» **Supplied material**
-----
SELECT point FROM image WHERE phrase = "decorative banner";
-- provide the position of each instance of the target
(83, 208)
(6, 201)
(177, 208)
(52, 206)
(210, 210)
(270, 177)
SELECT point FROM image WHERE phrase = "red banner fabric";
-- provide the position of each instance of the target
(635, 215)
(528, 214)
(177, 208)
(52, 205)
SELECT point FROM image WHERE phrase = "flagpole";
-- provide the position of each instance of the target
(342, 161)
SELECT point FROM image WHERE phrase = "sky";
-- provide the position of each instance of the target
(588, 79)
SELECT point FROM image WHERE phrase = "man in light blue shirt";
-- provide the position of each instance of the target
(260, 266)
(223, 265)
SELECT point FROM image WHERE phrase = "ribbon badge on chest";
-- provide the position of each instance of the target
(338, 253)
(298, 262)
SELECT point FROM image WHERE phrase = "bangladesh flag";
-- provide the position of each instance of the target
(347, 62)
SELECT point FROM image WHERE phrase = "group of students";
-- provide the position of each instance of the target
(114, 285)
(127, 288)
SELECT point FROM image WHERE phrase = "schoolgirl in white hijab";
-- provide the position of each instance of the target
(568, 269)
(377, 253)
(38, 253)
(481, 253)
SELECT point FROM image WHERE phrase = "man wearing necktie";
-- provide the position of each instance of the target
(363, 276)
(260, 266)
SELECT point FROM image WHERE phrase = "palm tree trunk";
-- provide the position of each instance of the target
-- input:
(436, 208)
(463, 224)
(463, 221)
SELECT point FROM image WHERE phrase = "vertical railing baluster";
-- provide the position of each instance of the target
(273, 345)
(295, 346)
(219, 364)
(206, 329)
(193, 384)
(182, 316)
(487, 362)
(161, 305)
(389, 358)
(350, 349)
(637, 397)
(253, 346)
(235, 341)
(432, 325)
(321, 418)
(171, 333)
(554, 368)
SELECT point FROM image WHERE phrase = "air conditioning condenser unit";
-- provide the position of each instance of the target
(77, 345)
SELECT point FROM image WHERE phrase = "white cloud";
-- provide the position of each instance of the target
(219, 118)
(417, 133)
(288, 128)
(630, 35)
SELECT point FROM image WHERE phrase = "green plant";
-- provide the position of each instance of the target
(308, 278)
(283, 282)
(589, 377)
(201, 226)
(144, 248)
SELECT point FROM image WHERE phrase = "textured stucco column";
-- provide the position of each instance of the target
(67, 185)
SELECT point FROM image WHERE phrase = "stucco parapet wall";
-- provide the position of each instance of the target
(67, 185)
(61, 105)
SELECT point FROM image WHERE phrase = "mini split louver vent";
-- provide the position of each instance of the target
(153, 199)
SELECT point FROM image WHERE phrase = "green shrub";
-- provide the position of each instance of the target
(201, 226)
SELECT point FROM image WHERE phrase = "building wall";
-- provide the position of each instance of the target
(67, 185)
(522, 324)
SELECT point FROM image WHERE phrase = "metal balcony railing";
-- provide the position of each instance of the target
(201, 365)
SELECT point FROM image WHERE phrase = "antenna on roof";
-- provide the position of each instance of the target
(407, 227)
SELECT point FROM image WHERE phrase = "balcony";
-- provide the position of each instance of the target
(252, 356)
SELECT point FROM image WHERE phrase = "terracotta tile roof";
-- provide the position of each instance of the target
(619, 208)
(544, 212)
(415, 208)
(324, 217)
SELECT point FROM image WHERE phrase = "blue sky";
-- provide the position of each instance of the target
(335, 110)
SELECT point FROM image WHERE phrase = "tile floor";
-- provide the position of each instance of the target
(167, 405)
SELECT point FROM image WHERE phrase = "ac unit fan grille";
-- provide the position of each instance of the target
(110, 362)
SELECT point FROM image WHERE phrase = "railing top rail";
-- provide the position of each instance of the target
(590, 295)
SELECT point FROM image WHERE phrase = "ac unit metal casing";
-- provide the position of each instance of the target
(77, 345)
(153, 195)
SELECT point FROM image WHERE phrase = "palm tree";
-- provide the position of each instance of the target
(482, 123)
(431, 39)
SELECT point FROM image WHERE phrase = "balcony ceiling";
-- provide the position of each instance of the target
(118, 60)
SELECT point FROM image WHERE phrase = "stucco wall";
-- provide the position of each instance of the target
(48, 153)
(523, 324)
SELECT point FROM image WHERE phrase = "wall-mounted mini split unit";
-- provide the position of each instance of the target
-----
» **Exercise requirements**
Reproduce the full listing above, character for character.

» **Reply to the exercise**
SELECT point FROM image WHERE phrase = "decorative banner";
-- provide the position of each instance of the target
(83, 208)
(6, 201)
(177, 208)
(52, 206)
(210, 210)
(270, 177)
SELECT point FROM image WHERE phrase = "red banner fabric";
-- provide the position of each instance of the target
(635, 215)
(528, 214)
(177, 208)
(52, 205)
SELECT point FROM image WHERE phrase = "flagpole";
-- provide the position of each instance of the target
(342, 161)
SELECT point FROM image WHERE phrase = "sky";
-- provide the position of each instance of the target
(588, 79)
SELECT point FROM image WHERE phrase = "man in light blue shirt";
-- provide the position of each instance of the target
(260, 266)
(223, 265)
SELECT point FROM image WHERE phrase = "ribbon badge on chest";
-- provide the position of each instance of the target
(338, 253)
(298, 262)
SELECT point FROM image WHERE phrase = "bangladesh flag";
-- provide the position of each instance of the target
(347, 62)
SELECT point FROM image WHERE phrase = "group of students";
-- provide the position of each instance of the target
(114, 285)
(127, 288)
SELECT point FROM image WHERE phrase = "schoolgirl in white hijab";
-- provide the position of each instance of the target
(568, 269)
(377, 253)
(38, 253)
(481, 253)
SELECT point FROM image WHERE phrase = "man wearing necktie";
-- provide the position of each instance of the target
(363, 276)
(260, 266)
SELECT point FROM image WHERE phrase = "palm tree trunk";
-- provide the position of each instance of the target
-- input:
(436, 208)
(463, 224)
(463, 221)
SELECT point FROM image WHERE phrase = "vertical railing baluster";
-- provide the position of each instance of the target
(273, 345)
(295, 346)
(219, 364)
(206, 329)
(193, 384)
(182, 316)
(487, 362)
(161, 305)
(389, 358)
(350, 349)
(637, 397)
(253, 346)
(235, 341)
(432, 325)
(321, 418)
(171, 333)
(554, 368)
SELECT point FROM image WHERE phrase = "air conditioning condenser unit";
-- provide the position of each instance of the target
(77, 345)
SELECT point FROM image WHERE phrase = "white cloud";
-- provide the position of each instance of the target
(219, 118)
(417, 133)
(288, 128)
(630, 35)
SELECT point FROM image WHERE phrase = "green plant";
-- provide the position of each instance of the target
(308, 278)
(283, 282)
(589, 377)
(201, 226)
(144, 248)
SELECT point FROM image WHERE phrase = "textured stucco column";
-- provide the position of each instance of the target
(67, 185)
SELECT point FROM image WHERE phrase = "stucco parapet wall";
-- provide the position of each instance of the target
(67, 185)
(61, 105)
SELECT point FROM image WHERE phrase = "mini split louver vent";
-- provide the position of each instance of the target
(153, 199)
SELECT point FROM image WHERE phrase = "green shrub";
-- provide the position of each instance of the target
(201, 226)
SELECT point FROM image WHERE phrase = "building wall";
-- provide the position of each instance of the target
(67, 185)
(522, 324)
SELECT point FROM image WHERE phrase = "metal balcony railing";
-- provide the position of each instance of the target
(201, 365)
SELECT point FROM image WHERE phrase = "antenna on roof";
-- provide the position of each instance of the target
(407, 227)
SELECT point FROM image WHERE phrase = "balcony";
-- provide the position of each instance of the target
(252, 356)
SELECT point FROM image WHERE phrase = "terracotta tile roof";
-- provide the position of each instance of the target
(619, 208)
(544, 212)
(415, 208)
(324, 217)
SELECT point FROM image WHERE phrase = "blue sky";
-- provide the position of each instance of the target
(335, 110)
SELECT point FROM image WHERE phrase = "tile floor";
-- provide the position of each instance of the target
(167, 405)
SELECT point FROM image WHERE phrase = "ac unit fan grille";
-- provide the position of each instance of the target
(110, 362)
SELECT point FROM image WHERE phrase = "railing top rail";
-- provide the position of each instance of the target
(590, 295)
SELECT point FROM image WHERE phrase = "ac unit metal casing";
-- provide the position of each instance of the target
(77, 345)
(153, 195)
SELECT point FROM image WHERE phrase = "palm tree";
-- provide the position of each instance of the target
(482, 123)
(431, 39)
SELECT point FROM image WHERE phrase = "balcony ceiling";
-- provide the position of each instance of the target
(118, 60)
SELECT point FROM image WHERE phrase = "stucco wall";
-- provide the position of each instance of the target
(48, 153)
(523, 324)
SELECT point FROM image WHERE phrase = "wall-mounted mini split unit";
-- provide the position of each instance of the target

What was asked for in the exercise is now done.